Task requirements -
Render every line of the entries below as a Markdown table with the columns Row and Text, where Row numbers the lines and Text gives each one. Skip blank lines, and leave out the pictures.
>> BEGIN
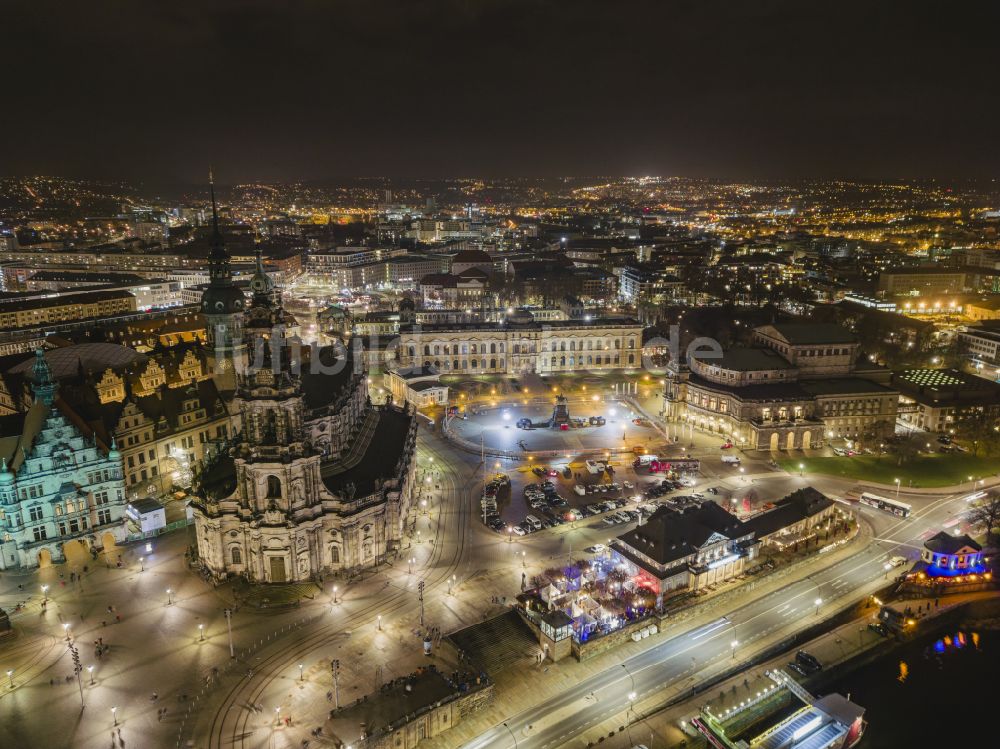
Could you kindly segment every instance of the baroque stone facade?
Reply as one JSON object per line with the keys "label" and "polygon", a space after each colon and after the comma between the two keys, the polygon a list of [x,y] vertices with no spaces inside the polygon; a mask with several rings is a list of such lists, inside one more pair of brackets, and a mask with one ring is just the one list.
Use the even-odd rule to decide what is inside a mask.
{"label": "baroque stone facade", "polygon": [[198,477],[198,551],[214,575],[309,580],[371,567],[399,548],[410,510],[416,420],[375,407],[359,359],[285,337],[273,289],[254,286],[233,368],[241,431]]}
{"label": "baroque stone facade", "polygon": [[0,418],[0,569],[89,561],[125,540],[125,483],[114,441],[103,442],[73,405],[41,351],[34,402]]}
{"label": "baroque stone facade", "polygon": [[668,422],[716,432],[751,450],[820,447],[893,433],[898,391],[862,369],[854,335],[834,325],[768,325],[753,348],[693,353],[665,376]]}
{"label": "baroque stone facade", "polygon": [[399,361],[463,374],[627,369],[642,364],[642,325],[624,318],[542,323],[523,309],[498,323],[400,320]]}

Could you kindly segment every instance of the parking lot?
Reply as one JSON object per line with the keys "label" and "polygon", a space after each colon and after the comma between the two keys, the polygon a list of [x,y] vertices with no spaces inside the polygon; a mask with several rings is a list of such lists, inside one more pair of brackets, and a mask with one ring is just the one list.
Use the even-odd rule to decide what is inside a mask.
>> END
Exercise answer -
| Row | Text |
|---|---|
| 1 | Could you kindly segment every instance of the baroque stone facade? |
| 2 | Reply as one JSON object per line with the keys "label" and "polygon", a space after each colon and after the comma between the two keys, the polygon a list of [x,y] vertices with no spaces inside the polygon; a mask with several rings is a list of such lists, inside one more pair of brackets, and a mask with one ring is just the one list. |
| 3 | Use the even-odd rule to decide what is inside a mask. |
| 4 | {"label": "baroque stone facade", "polygon": [[198,477],[198,551],[214,575],[309,580],[371,567],[399,548],[410,510],[416,420],[375,407],[359,359],[285,337],[273,289],[254,286],[233,368],[241,431]]} |
| 5 | {"label": "baroque stone facade", "polygon": [[0,418],[0,569],[89,561],[125,540],[125,483],[114,441],[103,442],[73,405],[41,351],[34,402]]} |
| 6 | {"label": "baroque stone facade", "polygon": [[668,422],[716,432],[751,450],[820,447],[893,433],[898,391],[862,369],[854,335],[834,325],[768,325],[753,348],[693,353],[665,376]]} |
| 7 | {"label": "baroque stone facade", "polygon": [[399,361],[463,374],[627,369],[642,364],[642,325],[624,318],[542,323],[523,309],[498,323],[400,320]]} |
| 8 | Could you kindly segment every instance of the parking lot? |
| 9 | Reply as one JSON object per line with the keys "label" and "polygon", a space after each colon and after the comma between the two keys, the polygon a list of [x,y] vertices with no spaces inside the polygon; a mask with several rings is a list of such lists, inside one more pair of brackets, and a mask with one ring is just the one list. |
| 10 | Use the even-odd rule to decide what is inside a mask. |